Task directions — Return each line of the items below that contains the word "positive".

Stored data —
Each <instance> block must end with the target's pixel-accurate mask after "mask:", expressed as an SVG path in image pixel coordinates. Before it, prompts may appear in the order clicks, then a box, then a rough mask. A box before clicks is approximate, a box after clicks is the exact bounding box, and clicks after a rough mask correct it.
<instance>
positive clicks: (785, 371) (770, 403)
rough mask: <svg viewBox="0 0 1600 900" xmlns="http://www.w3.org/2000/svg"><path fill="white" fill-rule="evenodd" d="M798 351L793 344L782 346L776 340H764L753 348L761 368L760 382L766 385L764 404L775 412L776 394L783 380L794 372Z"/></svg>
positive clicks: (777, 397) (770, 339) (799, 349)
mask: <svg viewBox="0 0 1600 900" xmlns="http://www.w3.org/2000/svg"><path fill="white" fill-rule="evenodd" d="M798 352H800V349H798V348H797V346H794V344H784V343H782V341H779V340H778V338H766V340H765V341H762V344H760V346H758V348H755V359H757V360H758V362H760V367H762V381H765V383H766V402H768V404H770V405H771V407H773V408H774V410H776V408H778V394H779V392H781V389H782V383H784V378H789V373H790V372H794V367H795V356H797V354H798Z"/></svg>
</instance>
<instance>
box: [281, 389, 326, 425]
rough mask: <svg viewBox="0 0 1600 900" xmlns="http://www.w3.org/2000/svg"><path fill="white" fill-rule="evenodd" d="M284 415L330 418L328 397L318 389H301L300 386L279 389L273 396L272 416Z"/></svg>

Reply to the task —
positive clicks: (785, 371) (770, 403)
positive clicks: (777, 397) (770, 339) (799, 349)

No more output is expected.